**INSTRUCTION**
Reproduce the entries below, from the line holding "windshield. Write the coordinates, one line per instance." through the end of the entries, inclusive. Leave the request lines unchanged, multiply every coordinate in the answers by 2.4, round each result to a whole number with halves going up, and output only those lines.

**DATA**
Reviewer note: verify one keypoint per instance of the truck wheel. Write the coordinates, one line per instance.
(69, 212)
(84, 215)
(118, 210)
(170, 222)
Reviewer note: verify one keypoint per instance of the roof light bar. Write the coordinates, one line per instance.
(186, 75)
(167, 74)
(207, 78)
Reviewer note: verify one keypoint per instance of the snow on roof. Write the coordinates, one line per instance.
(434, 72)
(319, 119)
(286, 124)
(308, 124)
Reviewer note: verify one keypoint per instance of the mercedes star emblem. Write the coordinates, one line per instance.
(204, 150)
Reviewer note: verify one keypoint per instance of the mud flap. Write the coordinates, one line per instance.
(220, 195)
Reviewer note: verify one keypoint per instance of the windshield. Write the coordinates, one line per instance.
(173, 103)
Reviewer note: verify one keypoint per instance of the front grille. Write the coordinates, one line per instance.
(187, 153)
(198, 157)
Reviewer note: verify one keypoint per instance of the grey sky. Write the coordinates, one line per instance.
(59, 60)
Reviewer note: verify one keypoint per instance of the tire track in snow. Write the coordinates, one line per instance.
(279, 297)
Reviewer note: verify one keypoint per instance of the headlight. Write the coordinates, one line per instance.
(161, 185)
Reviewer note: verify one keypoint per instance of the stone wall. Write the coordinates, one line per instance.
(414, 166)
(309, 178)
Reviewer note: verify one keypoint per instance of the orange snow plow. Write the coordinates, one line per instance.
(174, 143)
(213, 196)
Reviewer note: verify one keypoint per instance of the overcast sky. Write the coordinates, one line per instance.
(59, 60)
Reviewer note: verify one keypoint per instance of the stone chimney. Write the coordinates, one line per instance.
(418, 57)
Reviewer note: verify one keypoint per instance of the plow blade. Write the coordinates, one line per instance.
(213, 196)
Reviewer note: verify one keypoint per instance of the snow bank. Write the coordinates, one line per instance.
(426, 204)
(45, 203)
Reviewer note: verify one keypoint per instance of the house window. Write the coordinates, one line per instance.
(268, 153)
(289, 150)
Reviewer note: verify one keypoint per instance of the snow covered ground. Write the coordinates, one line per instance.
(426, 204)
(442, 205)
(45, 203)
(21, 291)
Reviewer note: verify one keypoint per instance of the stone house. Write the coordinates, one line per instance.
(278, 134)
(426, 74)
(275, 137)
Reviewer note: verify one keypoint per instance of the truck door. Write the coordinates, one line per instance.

**RESPONSE**
Reviewer note: verify one keypoint per instance of the windshield. Write the coordinates, one line per instance.
(415, 247)
Reviewer note: verify one keypoint per instance of the front grille. Write the coordinates, one line per instance.
(449, 367)
(475, 377)
Reviewer note: verify one keypoint per instance of the grey sky. Write the coordinates, one line per instance.
(142, 144)
Reviewer note: verify one keypoint per instance of the tire track in snow. Write the coordinates, one line per instance.
(670, 713)
Reviewer note: verify one keypoint per instance of the headlight. Write the coordinates, one line per instance.
(386, 444)
Reviewer note: verify one keypoint per instance of the stone wall. Write the coordinates, one line per instance.
(994, 398)
(742, 427)
Reviewer note: verify one keypoint per instance of the orange snow plow. Write the coordinates, one line per instance.
(418, 343)
(511, 470)
Reviewer note: verify one keypoint per instance of the overcast sky. Write the coordinates, one line per instance.
(142, 144)
Reviewer note: verify one keypoint per instance of the stone chimney. Write the coordinates, one line per instance.
(1003, 137)
Reviewer note: verify one keypoint per instance of the plow blade. Write the coordinates, one line per instance.
(511, 470)
Reviewer note: verify one keypoint per instance of the snow bank. Write the coordinates, one line per instance.
(1022, 490)
(108, 487)
Reviewer note: verify one keypoint per instance of the house window. Write the coordinates, one line per instance.
(643, 367)
(694, 360)
Reviewer note: verify one keypoint per instance of the snow covered ground. Write the coordinates, one line per instance.
(1022, 490)
(1061, 492)
(108, 487)
(50, 698)
Reviewer note: verify one keypoint per instance of the stone house. Write the coordinates, one line per instance.
(667, 322)
(1022, 178)
(660, 329)
Reviewer note: verify one keypoint per instance of the truck door. Write the coordinates, one line per instance.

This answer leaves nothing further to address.